▶ [PROBLEM DESCRIPTION] All of the data must be retyped exactly, with nothing left out.

"""

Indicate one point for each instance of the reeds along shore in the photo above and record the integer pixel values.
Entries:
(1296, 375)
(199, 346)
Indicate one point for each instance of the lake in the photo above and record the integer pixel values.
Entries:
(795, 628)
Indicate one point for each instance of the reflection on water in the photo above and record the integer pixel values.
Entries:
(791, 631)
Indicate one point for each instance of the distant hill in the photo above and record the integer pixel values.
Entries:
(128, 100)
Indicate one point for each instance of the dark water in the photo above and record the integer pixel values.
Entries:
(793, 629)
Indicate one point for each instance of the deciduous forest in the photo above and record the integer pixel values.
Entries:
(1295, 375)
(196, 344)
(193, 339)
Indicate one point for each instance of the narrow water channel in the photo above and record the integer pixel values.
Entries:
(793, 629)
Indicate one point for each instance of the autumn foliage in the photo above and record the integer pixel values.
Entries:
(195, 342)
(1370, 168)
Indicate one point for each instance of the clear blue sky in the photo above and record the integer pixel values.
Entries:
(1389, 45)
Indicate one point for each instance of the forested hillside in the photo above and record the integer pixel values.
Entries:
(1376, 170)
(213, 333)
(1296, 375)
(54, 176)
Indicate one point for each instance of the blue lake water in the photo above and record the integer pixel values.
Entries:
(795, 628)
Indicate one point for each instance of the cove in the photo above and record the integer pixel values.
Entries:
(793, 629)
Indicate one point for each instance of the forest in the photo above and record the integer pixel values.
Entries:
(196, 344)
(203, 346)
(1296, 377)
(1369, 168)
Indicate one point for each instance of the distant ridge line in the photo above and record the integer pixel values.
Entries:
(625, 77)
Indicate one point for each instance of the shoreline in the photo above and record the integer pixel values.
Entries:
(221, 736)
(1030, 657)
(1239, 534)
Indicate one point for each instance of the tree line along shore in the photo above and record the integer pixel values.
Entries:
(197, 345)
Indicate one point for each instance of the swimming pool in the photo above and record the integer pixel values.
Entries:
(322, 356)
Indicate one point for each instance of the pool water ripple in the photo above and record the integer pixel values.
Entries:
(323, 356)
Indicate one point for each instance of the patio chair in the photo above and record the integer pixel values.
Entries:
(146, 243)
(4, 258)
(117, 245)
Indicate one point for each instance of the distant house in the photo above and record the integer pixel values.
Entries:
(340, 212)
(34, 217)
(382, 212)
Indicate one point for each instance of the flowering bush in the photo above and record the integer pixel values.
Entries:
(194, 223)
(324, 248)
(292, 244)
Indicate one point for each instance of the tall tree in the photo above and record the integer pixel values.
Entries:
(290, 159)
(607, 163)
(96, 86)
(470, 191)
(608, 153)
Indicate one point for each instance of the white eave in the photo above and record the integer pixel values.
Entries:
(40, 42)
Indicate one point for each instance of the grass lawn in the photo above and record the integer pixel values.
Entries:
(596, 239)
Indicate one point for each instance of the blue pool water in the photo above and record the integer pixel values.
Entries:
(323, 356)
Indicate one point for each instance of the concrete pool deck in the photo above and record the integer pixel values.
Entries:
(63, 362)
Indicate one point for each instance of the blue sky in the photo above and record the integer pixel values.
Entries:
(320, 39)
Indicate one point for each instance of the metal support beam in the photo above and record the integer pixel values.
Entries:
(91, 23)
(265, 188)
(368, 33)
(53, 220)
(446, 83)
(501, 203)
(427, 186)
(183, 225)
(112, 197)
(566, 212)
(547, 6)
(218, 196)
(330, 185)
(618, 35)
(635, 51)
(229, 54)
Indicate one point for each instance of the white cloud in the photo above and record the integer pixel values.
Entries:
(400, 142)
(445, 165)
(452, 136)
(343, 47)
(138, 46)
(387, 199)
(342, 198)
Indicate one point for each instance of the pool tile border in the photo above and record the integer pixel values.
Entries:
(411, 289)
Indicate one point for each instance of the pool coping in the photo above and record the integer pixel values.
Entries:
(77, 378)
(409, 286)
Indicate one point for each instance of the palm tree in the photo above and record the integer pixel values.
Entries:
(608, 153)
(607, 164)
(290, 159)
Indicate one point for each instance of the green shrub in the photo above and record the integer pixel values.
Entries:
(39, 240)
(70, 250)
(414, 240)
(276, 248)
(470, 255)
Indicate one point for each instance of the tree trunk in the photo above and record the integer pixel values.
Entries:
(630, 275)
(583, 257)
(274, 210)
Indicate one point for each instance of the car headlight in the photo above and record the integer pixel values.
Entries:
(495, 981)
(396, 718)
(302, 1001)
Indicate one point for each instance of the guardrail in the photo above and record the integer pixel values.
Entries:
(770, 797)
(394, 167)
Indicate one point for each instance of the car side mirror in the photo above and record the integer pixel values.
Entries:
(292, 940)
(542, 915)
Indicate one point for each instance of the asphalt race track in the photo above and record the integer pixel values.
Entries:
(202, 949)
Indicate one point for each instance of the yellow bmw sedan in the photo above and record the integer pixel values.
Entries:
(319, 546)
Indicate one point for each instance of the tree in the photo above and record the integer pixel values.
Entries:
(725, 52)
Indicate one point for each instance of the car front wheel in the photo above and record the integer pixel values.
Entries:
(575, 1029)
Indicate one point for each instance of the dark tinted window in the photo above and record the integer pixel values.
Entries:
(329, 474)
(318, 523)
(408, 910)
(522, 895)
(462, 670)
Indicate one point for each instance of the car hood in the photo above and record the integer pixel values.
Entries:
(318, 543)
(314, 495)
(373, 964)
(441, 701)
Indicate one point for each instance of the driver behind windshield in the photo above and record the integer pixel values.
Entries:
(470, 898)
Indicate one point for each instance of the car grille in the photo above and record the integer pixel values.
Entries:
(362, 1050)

"""

▶ [RESULT OF THE EXERCISE]
Indicate one point for each instance of the reeds along shore in the photo above and record the integer pixel values.
Entries:
(1296, 375)
(199, 346)
Indicate one point for each instance of the lake in the photo above and record the integer pixel values.
Entries:
(795, 628)
Indicate one point for each instance of the reflection on water in the photo above and record the integer pixel values.
Entries:
(791, 631)
Indicate one point for each instance of the distant hill in the photo above and record the integer pixel values.
Entries:
(128, 100)
Indicate one point for each instance of the dark water in the photo above and record the integer pixel values.
Entries:
(793, 629)
Indicate one point for each instance of the deciduous forest in the photo above and record the integer pixel values.
Entries:
(1295, 375)
(196, 344)
(193, 339)
Indicate one point for each instance of the narrow water channel in the photo above and record the integer pixel values.
Entries:
(793, 629)
Indicate one point for each instance of the autumn foliage in the photo above and record the integer pixel values.
Entries:
(195, 342)
(1370, 168)
Indicate one point for each instance of the clear blue sky in the photo above and record the integer pixel values.
Entries:
(1389, 45)
Indicate one point for each instance of the forested hillside in the photo above and record the integer pixel values.
Entries:
(1376, 170)
(213, 333)
(1296, 375)
(54, 176)
Indicate one point for each instance of the blue lake water in the photo above and record the integer pixel values.
Entries:
(795, 628)
Indicate one point for each instance of the cove in the photo above and record the integer pixel values.
Entries:
(793, 629)
Indicate one point for each instance of the forest in the photo above and record the integer pixel values.
Entries:
(196, 344)
(203, 346)
(1296, 377)
(1369, 168)
Indicate one point for each instance of the distant ridge line in the photo above and record the integer pixel values.
Entries:
(625, 77)
Indicate one point for each instance of the shoreline in the photo above and record the integer pixel values.
Entries:
(221, 736)
(1030, 657)
(1239, 534)
Indicate one point for each instance of the tree line along shore in the photo above and record the integer pixel values.
Entries:
(197, 345)
Indicate one point for each instance of the swimming pool in the photo above and record the integer pixel values.
Entries:
(322, 356)
Indicate one point for each instance of the pool water ripple in the photo above and record the integer pixel values.
Entries:
(323, 356)
Indicate one point for each instance of the patio chair in the photo above and record the integer pixel values.
Entries:
(146, 243)
(4, 258)
(117, 245)
Indicate one point for each instance of the distant house in the photo above and record the integer pixel values.
Entries:
(340, 212)
(34, 217)
(382, 212)
Indicate one point for each instance of the flowering bush in the photo above and record the integer pixel values.
Entries:
(194, 223)
(324, 248)
(292, 244)
Indicate one point for each instance of the tall tree in the photo above and record the integer pixel values.
Entries:
(290, 159)
(607, 163)
(96, 86)
(470, 191)
(608, 153)
Indicate one point for each instance of the white eave in the photo above and record the integer pixel values.
Entries:
(40, 42)
Indicate one point for each instance of the grass lawn in the photo above and record the integer pixel values.
Entries:
(596, 239)
Indicate one point for each instance of the blue pool water in the photo above and record the integer pixel values.
Entries:
(323, 356)
Indicate one point for each instance of the concrete pool deck in the photo above and record the integer pixel values.
Entries:
(63, 362)
Indicate one point for each instance of the blue sky in the photo above and record the integer pixel values.
Entries:
(320, 39)
Indicate one point for each instance of the metal support beam in the photo above and record the integer pixel values.
Entries:
(91, 23)
(265, 188)
(368, 33)
(53, 220)
(446, 83)
(501, 203)
(427, 186)
(183, 225)
(112, 197)
(566, 212)
(547, 6)
(218, 196)
(330, 185)
(618, 35)
(635, 51)
(229, 54)
Indicate one point for each instance of the white cloud in the photo above and record the integer pixel values.
Entries:
(400, 142)
(445, 165)
(452, 136)
(343, 47)
(138, 46)
(387, 199)
(342, 198)
Indicate one point for each instance of the pool tile border in the photo above and record the integer pixel values.
Entries:
(411, 289)
Indicate one point for each instance of the pool coping in the photo above and record the integer pixel values.
Entries:
(77, 378)
(409, 286)
Indicate one point for each instance of the palm tree in the photo above and record the integer pixel values.
Entries:
(608, 153)
(607, 164)
(290, 159)
Indicate one point for each instance of the green shrub in the photo above and record the integer pixel values.
Entries:
(39, 240)
(70, 250)
(414, 240)
(276, 248)
(470, 255)
Indicate one point for each instance of the tree trunk in the photo above and record the integer pixel values.
Entries:
(630, 275)
(583, 257)
(274, 210)
Indicate one point for each instance of the car headlight in the photo above and record the integer pixel values.
Entries:
(495, 981)
(396, 718)
(302, 1001)
Indicate one point for each instance of the guardrail in the photo above and record the integer pixel values.
Entries:
(770, 797)
(394, 167)
Indicate one point for each instance of the car side mirror in the photo above and record the integer pixel values.
Entries:
(292, 940)
(542, 915)
Indicate one point for each instance of the asphalt race track in the photo above and record the integer pixel values.
Entries:
(202, 949)
Indicate one point for each instance of the yellow bmw sedan in the photo above and record the integer pixel values.
Entries:
(319, 546)
Indicate one point for each instance of the tree in the photo above and record the integer pixel values.
Entries:
(725, 52)
Indicate one point for each instance of the car front wheel in the photo above and record the integer pixel values.
Entries:
(575, 1029)
Indicate one point for each instance of the dark tinted window in the photo above and record the integer pixel values.
Entries:
(329, 474)
(318, 523)
(408, 910)
(522, 895)
(462, 670)
Indicate one point for each instance of the car hood in the photo above and record the integer pixel values.
Entries:
(318, 543)
(314, 495)
(373, 964)
(441, 701)
Indicate one point for each instance of the driver behind windshield in the photo above and record the integer pixel values.
Entries:
(470, 898)
Indicate one point for each instance of the car grille in the photo above and record the integer pixel values.
Entries:
(362, 1050)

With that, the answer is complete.